PAGE EXCERPT -
-- -- --

The Weight of Design: My Skeleton as the Foundation of Sovereign Order

I don’t like being submissive.

That sentence remains the starting point of every coherent thought I try to build about myself.

I don’t like it.

And yet another part of me does not respond to that statement.

A part that does not argue.

It only remembers.

It remembers the moment as an unfinished structure.

Not the event.

Not the scene.

But the exact instant when something inside me stopped trying to explain itself.

That is what returns.

Not obedience.

Not surrender.

But the transition.

The passage between thinking and no longer needing to think.

And there, the mind breaks into two incompatible directions.

One insists on clarity.

On separation.

On daily life, continuity, everything else.

That part tells me none of this should take up so much space.

That it is absurd.

That it should end.

But the other part does not answer with arguments.

It answers with return.

With repetition.

With a silent insistence I cannot interrupt.

And so everyday life starts to feel lighter in a strange way.

Not empty.

Not exactly sad.

Just less solid.

As if part of my attention had been left behind in a scene that no longer happens, but still functions as an internal reference point.

Sometimes I try to solve it rationally.

To name it.

To classify it.

To explain it as error, habit, fixation.

But the more I analyze it, the more it shifts.

Because what I am looking for is not an idea.

It is a sensation that does not translate.

-- -- --

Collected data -
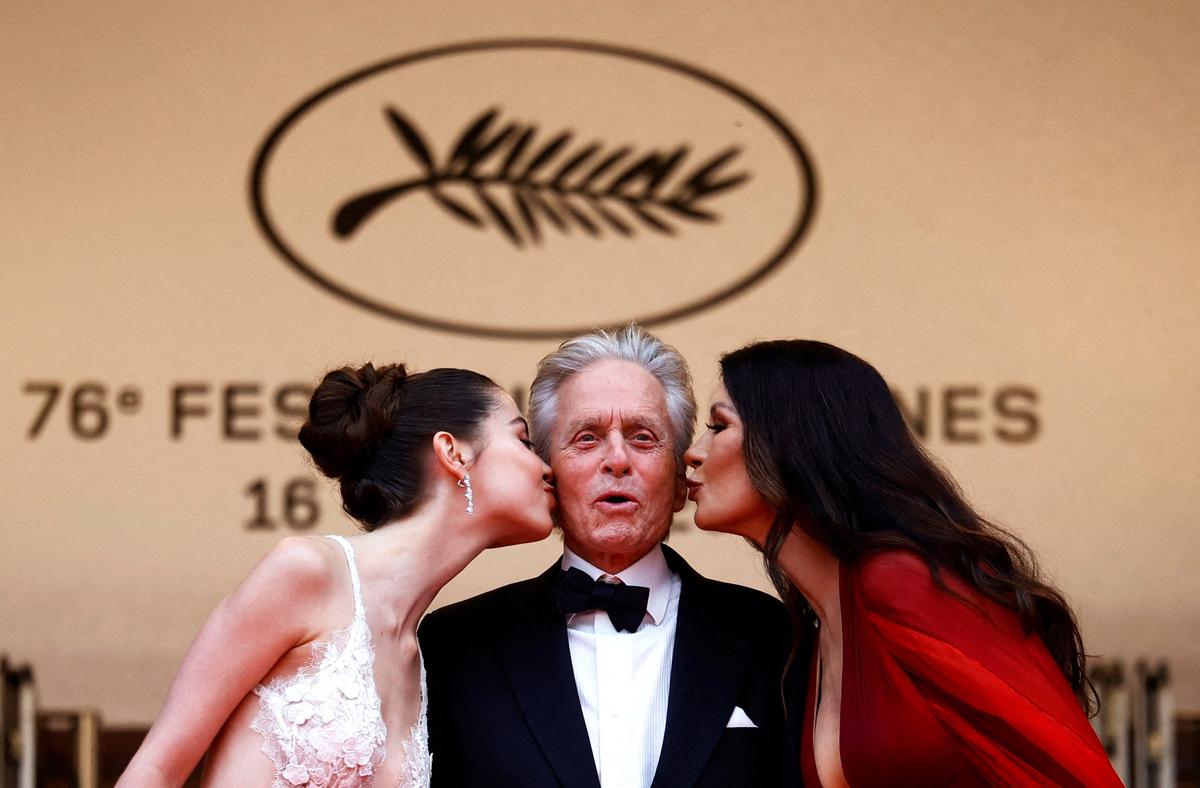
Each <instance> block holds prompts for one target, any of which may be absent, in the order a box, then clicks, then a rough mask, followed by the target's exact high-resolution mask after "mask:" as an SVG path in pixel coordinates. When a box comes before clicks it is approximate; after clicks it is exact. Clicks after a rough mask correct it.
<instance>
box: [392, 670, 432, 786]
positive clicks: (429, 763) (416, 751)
mask: <svg viewBox="0 0 1200 788" xmlns="http://www.w3.org/2000/svg"><path fill="white" fill-rule="evenodd" d="M400 746H401V751H402V754H403V756H404V768H403V775H402V776H401V777H400V780H398V781H397V782H396V788H427V787H428V784H430V778H431V776H432V774H433V756H431V754H430V721H428V697H427V696H426V692H425V657H424V656H421V714H420V716H419V717H418V718H416V723H415V724H414V726H413V729H412V730H409V732H408V740H407V741H403V742H401V745H400Z"/></svg>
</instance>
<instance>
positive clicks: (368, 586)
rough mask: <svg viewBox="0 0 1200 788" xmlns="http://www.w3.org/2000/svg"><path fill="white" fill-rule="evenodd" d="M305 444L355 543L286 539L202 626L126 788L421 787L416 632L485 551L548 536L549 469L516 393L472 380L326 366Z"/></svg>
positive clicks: (397, 370) (481, 379)
mask: <svg viewBox="0 0 1200 788" xmlns="http://www.w3.org/2000/svg"><path fill="white" fill-rule="evenodd" d="M300 443H301V444H304V446H305V447H306V449H307V450H308V452H310V453H311V455H312V458H313V461H314V462H316V464H317V467H318V468H319V469H320V470H322V471H323V473H324V474H325V475H328V476H330V477H332V479H336V480H338V481H340V482H341V485H340V486H341V493H342V504H343V506H344V509H346V511H347V512H349V515H350V516H353V517H354V518H355V519H356V521H358V522H359V523H360V525H361V527H362V530H364V531H365V533H364V534H360V535H358V536H352V537H349V539H348V540H347V539H343V537H320V536H300V537H289V539H284V540H283V541H282V542H280V543H278V545H277V546H276V547H275V548H272V549H271V551H270V552H269V553H268V554H266V557H265V558H263V559H262V561H259V564H258V565H257V566H256V567H254V569H253V570H252V571H251V573H250V576H248V577H247V578H246V579H245V581H244V582H242V583H241V584H240V585H239V587H238V588H236V589H234V591H233V592H232V594H230V595H229V596H228V597H226V598H224V600H223V601H222V602H221V604H220V606H217V609H216V610H215V612H214V613H212V614H211V616H209V620H208V621H206V622H205V624H204V626H203V628H202V630H200V632H199V634H198V636H197V638H196V640H194V643H192V646H191V648H190V649H188V651H187V655H186V656H185V657H184V663H182V666H181V667H180V669H179V673H178V674H176V676H175V680H174V684H173V685H172V687H170V692H169V693H168V696H167V700H166V703H164V704H163V708H162V711H161V712H160V715H158V718H157V720H156V721H155V723H154V727H152V728H151V729H150V733H149V734H148V735H146V739H145V741H144V742H143V745H142V747H140V748H139V750H138V752H137V754H136V756H134V757H133V760H132V762H131V763H130V766H128V769H127V770H126V772H125V774H124V775H122V777H121V780H120V781H119V782H118V787H119V788H133V787H143V786H152V787H158V786H180V784H182V783H184V781H185V780H186V778H187V776H188V774H191V771H192V770H193V769H194V768H196V764H197V763H198V762H199V760H200V758H202V757H203V756H204V754H205V752H208V762H206V764H205V770H204V781H203V784H205V786H250V787H254V786H262V787H264V788H265V787H268V786H270V787H271V788H290V787H293V786H322V787H329V786H340V787H341V786H382V787H386V788H392V787H394V786H403V787H404V788H425V787H426V786H427V784H428V778H430V777H428V775H430V769H431V759H430V754H428V741H427V733H426V723H425V682H424V679H425V675H424V674H425V669H424V663H422V660H421V655H420V651H419V649H418V643H416V625H418V622H419V621H420V619H421V615H422V614H424V613H425V610H426V608H427V607H428V606H430V603H431V602H432V601H433V597H434V596H436V595H437V592H438V590H439V589H440V588H442V587H443V585H445V583H446V582H449V581H450V578H452V577H454V576H455V575H457V573H458V572H460V571H462V570H463V567H466V566H467V564H469V563H470V560H472V559H473V558H475V555H478V554H479V553H480V552H482V551H484V549H486V548H488V547H498V546H502V545H516V543H521V542H530V541H535V540H539V539H544V537H545V536H547V535H548V534H550V533H551V528H552V524H551V515H550V510H551V507H552V506H553V503H554V495H553V488H552V485H551V471H550V467H548V465H546V464H545V463H542V462H541V459H539V458H538V456H536V455H535V453H534V452H533V451H532V449H530V444H529V435H528V426H527V425H526V422H524V420H523V419H522V417H521V414H520V411H518V410H517V407H516V404H515V403H514V401H512V398H511V397H510V396H509V395H508V393H505V392H504V391H503V390H502V389H500V387H499V386H497V385H496V384H494V383H493V381H491V380H490V379H487V378H485V377H482V375H480V374H478V373H474V372H468V371H466V369H432V371H430V372H425V373H414V374H407V372H406V369H404V367H403V366H402V365H396V366H388V367H382V368H379V369H376V368H374V367H373V366H371V365H366V366H364V367H360V368H356V369H354V368H349V367H346V368H342V369H336V371H334V372H330V373H329V374H326V375H325V378H324V380H323V381H322V383H320V385H319V386H318V387H317V390H316V392H314V393H313V397H312V402H311V403H310V411H308V421H307V422H306V423H305V426H304V427H302V429H301V431H300Z"/></svg>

-- -- --

EXERCISE REQUIREMENTS -
**a)** Please transcribe the essay from "To name it." to "does not translate.".
**b)** According to the essay, how does everyday life start to feel?
The listing is separate material, unrelated to the essay.

RESULTS FOR THE EXERCISE -
**a)**
To name it.

To classify it.

To explain it as error, habit, fixation.

But the more I analyze it, the more it shifts.

Because what I am looking for is not an idea.

It is a sensation that does not translate.

**b)** Lighter in a strange way.